PROBLEM STATEMENT: Starting with the line that contains "Place one dot per instance of the tree foliage" and continuing through the last line below, format those lines as a JSON list of strings, one string per line, omitting any blank lines.

SUPPLIED DATA:
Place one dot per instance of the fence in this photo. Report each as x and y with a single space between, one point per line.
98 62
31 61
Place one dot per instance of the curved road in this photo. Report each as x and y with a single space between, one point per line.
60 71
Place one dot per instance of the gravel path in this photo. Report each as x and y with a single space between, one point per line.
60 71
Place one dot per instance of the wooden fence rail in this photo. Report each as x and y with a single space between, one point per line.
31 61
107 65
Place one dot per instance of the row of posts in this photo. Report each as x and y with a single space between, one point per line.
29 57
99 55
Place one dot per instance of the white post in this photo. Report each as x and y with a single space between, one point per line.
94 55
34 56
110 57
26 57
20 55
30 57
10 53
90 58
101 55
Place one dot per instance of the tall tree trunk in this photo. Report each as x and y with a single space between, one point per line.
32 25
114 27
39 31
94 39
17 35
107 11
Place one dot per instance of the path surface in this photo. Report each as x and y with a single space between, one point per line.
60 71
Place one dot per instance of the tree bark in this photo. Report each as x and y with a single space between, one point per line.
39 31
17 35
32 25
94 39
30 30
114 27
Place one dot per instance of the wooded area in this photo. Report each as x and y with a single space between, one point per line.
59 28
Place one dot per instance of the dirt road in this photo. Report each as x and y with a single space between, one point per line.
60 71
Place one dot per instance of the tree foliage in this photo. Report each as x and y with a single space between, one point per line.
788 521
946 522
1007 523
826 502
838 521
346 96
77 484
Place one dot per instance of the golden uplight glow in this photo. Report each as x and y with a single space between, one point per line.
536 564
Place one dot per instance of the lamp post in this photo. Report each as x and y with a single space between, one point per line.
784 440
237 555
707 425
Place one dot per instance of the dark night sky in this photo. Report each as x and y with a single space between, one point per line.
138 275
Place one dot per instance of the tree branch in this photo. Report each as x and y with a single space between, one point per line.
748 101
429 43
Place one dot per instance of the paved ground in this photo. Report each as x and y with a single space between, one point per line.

THE OUTPUT:
[
  "Place one dot per instance of the tree foliage in this photo. Report each as x and y with a single space between, one point per line.",
  "788 521",
  "946 522",
  "1007 523",
  "826 502",
  "838 521",
  "346 96",
  "77 484",
  "Place one dot per instance of the golden uplight glow in this photo. Report each as x and y with a single space between, one point per line.",
  "536 564",
  "Place one dot per instance of the lamp post in this photo. Report each as x and y with a single space between, one point per line.",
  "784 440",
  "237 555",
  "707 425",
  "Place one dot per instance of the dark night sky in this photo. Report each as x and y with a single space between, one point per line.",
  "138 275",
  "Place one dot per instance of the tree branch in this photo. Report each as x and y with a single space between, one point per line.",
  "748 101",
  "429 43",
  "Place one dot per instance of the paved ground in this photo. Report each as x and y with a single space between, one point per line."
]